Data extracted from a collection:
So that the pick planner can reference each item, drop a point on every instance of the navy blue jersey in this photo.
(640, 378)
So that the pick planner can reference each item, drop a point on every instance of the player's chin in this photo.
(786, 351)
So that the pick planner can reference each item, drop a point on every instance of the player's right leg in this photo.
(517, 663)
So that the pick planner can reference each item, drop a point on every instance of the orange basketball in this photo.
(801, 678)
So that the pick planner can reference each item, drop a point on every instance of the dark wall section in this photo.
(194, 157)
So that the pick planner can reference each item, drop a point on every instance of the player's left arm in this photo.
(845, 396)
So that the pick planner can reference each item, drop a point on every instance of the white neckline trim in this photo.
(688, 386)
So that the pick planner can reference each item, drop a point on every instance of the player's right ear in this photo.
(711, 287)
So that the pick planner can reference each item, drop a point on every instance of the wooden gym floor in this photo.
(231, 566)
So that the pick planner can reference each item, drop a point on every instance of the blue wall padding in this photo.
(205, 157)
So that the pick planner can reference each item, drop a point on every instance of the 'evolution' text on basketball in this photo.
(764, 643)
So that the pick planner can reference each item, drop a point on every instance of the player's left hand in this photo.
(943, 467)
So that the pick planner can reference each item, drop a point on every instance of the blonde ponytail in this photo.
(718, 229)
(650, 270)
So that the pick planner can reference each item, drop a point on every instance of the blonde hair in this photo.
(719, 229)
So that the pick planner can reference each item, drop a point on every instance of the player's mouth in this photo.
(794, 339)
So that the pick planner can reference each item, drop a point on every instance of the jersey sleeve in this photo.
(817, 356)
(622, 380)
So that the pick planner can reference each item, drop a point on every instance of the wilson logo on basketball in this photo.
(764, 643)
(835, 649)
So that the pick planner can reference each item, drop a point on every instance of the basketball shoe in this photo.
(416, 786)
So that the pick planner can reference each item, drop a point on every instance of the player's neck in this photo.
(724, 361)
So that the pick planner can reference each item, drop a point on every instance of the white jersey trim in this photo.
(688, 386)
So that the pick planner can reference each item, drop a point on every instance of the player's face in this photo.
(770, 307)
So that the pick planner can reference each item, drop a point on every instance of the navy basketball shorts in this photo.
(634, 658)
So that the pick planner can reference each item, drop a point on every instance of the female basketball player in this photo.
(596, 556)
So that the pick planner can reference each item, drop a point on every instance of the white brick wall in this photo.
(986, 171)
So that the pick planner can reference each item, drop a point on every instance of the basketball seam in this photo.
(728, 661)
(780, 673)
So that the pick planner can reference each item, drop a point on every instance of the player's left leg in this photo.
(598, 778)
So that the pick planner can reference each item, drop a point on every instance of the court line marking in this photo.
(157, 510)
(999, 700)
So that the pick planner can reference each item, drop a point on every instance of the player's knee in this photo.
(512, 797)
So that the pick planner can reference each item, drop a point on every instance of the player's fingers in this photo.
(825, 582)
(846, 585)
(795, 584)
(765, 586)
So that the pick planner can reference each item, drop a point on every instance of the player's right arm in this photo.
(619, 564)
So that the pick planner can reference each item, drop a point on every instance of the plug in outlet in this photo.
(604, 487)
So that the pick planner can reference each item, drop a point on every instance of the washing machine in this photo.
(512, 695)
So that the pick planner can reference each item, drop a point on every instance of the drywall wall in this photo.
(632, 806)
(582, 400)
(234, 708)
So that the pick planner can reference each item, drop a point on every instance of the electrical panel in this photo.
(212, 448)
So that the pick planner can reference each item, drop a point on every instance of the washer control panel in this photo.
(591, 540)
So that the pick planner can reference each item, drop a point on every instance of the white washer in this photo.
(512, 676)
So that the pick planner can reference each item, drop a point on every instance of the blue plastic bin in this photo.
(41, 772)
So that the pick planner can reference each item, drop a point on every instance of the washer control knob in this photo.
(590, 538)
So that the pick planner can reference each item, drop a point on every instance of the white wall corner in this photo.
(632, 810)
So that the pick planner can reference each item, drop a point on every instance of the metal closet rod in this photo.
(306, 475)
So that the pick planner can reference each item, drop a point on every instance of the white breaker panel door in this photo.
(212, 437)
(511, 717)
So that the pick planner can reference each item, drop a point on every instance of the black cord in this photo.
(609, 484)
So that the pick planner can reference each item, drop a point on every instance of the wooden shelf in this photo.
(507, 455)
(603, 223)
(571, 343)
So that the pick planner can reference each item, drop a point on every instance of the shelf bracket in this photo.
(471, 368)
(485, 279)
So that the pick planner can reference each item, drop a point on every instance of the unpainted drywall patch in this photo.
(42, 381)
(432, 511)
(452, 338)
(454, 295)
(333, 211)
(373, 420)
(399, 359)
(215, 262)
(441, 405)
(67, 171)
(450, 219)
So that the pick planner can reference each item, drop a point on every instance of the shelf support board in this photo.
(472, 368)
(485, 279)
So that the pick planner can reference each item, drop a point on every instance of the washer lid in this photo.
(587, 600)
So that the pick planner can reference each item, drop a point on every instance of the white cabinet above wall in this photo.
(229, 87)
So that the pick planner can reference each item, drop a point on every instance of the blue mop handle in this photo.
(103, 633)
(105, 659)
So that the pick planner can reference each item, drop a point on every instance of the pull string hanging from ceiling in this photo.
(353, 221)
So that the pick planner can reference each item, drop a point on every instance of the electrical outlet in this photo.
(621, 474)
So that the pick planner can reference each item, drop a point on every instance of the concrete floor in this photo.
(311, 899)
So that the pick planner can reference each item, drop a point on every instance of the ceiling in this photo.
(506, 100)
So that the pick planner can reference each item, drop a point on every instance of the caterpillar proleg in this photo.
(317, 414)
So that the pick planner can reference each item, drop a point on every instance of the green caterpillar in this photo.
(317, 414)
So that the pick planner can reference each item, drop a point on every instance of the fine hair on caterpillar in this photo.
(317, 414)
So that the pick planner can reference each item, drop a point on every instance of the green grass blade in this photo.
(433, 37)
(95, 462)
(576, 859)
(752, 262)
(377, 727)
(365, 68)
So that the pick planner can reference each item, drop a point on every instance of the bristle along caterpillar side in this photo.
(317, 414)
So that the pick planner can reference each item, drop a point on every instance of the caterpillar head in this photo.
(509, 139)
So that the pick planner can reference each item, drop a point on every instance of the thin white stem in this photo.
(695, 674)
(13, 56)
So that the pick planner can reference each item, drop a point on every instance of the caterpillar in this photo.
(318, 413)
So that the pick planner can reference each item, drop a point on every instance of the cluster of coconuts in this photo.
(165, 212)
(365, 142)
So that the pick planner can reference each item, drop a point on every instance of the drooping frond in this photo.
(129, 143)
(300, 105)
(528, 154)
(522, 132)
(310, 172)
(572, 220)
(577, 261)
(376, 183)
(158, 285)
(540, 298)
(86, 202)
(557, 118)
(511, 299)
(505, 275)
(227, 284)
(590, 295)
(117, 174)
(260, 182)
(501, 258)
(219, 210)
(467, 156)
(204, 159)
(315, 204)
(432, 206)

* **EXERCISE DIRECTIONS**
Scale the point coordinates in the answers by a factor of 2, rounding to whole numbers with halves going up, and leave the requests unchanged. Reproduce all lines starting at the line containing "head in this photo." and ending at the end of the records, and only those lines.

* **SOLUTION FOR THIS EXERCISE**
So that the pick planner can reference each item, drop a point on every instance of the caterpillar head in this photo.
(1018, 278)
So that the pick planner can reference each item, drop a point on every instance of the thin white stem in this photo.
(1390, 1348)
(26, 112)
So that the pick planner can reference each item, drop a point on every instance of the caterpillar in this photo.
(636, 826)
So that the pick planner can reference each item, drop a point on every instance of the cluster of coconuts in this photo.
(330, 424)
(730, 284)
So that the pick planner can reference each item, drop a point on every instance of the drooping frond in this photo.
(258, 286)
(600, 210)
(1056, 308)
(1044, 264)
(620, 344)
(1144, 440)
(1154, 522)
(752, 366)
(316, 570)
(1080, 596)
(172, 404)
(1114, 236)
(1022, 598)
(1010, 550)
(454, 568)
(1180, 590)
(234, 348)
(520, 364)
(1002, 516)
(438, 420)
(934, 312)
(408, 318)
(630, 408)
(864, 412)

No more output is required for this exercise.